[Excerpts of location labeling data]
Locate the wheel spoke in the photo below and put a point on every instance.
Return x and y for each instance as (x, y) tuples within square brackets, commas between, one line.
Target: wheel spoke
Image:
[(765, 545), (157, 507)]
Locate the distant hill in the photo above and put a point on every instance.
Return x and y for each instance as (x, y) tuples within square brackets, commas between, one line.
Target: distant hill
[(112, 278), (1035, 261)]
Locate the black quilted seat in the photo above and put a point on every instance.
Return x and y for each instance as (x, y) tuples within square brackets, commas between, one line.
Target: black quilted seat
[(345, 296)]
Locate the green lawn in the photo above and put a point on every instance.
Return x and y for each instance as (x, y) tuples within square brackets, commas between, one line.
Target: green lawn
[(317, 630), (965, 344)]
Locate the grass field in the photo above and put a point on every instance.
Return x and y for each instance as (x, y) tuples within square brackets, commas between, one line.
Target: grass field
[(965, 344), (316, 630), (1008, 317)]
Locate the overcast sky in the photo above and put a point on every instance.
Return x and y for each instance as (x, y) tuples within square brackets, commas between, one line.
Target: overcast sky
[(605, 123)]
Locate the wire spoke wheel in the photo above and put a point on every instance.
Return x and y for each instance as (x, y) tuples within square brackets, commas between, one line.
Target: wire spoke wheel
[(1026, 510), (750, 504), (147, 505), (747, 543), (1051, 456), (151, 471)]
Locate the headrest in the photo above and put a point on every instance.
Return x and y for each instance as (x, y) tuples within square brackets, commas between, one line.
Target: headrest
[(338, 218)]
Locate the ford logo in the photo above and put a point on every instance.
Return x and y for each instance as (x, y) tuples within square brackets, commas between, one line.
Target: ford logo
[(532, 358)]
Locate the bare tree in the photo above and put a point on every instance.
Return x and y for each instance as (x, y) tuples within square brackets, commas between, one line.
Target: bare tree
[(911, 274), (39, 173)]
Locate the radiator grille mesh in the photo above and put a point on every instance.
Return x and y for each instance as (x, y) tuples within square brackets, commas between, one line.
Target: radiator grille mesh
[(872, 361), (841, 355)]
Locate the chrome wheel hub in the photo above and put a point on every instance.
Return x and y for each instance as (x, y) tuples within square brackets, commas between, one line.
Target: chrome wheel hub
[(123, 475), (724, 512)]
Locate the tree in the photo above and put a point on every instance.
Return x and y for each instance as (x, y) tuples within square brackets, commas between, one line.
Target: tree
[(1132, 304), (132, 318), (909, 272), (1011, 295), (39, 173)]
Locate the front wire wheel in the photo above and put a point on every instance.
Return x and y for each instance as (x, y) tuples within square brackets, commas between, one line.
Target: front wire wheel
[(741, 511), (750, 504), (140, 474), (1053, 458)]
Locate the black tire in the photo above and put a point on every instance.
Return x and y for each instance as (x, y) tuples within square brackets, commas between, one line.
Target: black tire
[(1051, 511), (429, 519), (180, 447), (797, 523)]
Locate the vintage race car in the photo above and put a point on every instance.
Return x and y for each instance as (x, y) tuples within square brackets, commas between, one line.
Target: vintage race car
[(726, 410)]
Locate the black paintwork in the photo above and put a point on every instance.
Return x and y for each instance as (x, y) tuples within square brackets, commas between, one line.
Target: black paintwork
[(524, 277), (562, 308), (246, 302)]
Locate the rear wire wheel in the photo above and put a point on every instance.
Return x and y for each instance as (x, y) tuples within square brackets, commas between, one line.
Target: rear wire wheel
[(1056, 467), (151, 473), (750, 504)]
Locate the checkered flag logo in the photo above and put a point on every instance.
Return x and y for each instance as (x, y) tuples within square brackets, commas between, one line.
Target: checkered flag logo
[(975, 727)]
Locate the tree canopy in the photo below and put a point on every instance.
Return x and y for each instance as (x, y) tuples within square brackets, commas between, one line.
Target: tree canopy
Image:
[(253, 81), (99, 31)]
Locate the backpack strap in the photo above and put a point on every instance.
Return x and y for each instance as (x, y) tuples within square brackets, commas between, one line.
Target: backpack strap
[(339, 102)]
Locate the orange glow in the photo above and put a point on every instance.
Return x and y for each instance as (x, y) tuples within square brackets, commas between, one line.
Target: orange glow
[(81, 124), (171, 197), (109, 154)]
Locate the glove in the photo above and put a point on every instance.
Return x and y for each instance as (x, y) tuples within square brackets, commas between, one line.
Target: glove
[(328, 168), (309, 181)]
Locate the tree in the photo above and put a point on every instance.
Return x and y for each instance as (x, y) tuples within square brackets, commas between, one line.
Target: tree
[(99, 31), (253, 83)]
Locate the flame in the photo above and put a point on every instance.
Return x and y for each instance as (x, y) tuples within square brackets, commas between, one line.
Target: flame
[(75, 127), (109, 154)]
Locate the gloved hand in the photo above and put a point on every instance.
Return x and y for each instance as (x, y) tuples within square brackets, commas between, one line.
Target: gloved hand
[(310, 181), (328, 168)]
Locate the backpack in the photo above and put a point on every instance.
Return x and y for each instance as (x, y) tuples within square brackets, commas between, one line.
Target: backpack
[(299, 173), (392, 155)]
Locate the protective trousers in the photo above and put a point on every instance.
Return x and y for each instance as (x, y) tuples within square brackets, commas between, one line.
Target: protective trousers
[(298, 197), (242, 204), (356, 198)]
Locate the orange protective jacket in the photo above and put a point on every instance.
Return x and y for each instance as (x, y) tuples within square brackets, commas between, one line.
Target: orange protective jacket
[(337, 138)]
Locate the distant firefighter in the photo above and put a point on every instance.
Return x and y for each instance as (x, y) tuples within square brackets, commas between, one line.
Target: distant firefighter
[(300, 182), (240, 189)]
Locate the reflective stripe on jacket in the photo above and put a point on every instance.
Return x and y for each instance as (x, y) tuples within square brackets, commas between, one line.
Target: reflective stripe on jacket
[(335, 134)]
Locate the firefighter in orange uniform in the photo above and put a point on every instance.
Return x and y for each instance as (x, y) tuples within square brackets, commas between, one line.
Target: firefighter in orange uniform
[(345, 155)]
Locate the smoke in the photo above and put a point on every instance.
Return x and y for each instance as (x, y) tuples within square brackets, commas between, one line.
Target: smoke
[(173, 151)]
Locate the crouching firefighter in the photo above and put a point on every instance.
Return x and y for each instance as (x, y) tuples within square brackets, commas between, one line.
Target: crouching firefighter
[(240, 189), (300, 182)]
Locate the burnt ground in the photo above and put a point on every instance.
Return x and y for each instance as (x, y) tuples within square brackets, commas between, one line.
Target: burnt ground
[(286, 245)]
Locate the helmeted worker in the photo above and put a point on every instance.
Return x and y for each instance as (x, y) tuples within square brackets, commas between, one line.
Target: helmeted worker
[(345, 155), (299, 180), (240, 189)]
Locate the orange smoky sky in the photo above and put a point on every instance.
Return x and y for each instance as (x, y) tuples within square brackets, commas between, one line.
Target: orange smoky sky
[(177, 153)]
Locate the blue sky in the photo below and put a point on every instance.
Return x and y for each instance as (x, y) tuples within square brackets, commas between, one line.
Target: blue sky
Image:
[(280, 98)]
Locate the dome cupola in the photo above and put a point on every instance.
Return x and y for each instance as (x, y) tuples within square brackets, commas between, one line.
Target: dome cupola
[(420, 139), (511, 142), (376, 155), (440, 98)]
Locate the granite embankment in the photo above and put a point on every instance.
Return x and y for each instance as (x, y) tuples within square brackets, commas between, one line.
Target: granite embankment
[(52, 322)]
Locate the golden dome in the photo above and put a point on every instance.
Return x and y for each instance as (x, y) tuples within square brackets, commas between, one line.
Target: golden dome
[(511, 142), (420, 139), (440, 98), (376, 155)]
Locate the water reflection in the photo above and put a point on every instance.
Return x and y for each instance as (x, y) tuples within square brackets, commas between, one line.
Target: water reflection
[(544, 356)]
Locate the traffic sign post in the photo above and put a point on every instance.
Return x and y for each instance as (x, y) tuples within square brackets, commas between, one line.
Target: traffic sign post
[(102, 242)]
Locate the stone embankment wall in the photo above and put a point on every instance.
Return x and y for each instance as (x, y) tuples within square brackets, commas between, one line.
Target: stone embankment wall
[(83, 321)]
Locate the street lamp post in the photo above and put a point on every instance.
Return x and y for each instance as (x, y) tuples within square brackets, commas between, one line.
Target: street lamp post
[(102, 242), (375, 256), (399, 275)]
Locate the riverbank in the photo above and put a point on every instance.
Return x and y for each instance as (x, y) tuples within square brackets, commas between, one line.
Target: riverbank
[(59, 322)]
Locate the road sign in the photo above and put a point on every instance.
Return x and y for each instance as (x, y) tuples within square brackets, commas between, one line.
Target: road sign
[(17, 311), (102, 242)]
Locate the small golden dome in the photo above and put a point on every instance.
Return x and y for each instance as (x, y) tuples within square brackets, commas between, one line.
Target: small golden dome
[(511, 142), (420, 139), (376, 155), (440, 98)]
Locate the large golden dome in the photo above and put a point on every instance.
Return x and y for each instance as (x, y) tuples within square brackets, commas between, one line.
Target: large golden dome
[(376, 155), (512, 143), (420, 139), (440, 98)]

▶ _What the task asks_
Copy out, word for word, the lines from the one containing "Locate the golden" up to and including the one containing "[(83, 321)]".

▶ _Output of the exercise_
Locate the golden dome in the photo above and put a point on every instance.
Return x and y for each instance as (x, y) tuples within square brackets, commas between, one line.
Target: golden dome
[(511, 142), (420, 139), (440, 98), (376, 155)]
Locate the water reflection in the photo above and put a point on every instance.
Return x and y for each instance as (x, y) tuples within square brackets, commas between, one line.
Target: water reflection
[(544, 356)]
Locate the traffic sign post in the photo above and put a point on every instance.
Return x and y for each instance as (x, y) tuples within square brackets, commas between, one line.
Target: traffic sign post
[(102, 242)]
Locate the stone embankment wall in the photo above and put a point on every instance.
Return x and y for each instance as (x, y) tuples within square brackets, commas between, one line.
Target: stone embankment wall
[(83, 321)]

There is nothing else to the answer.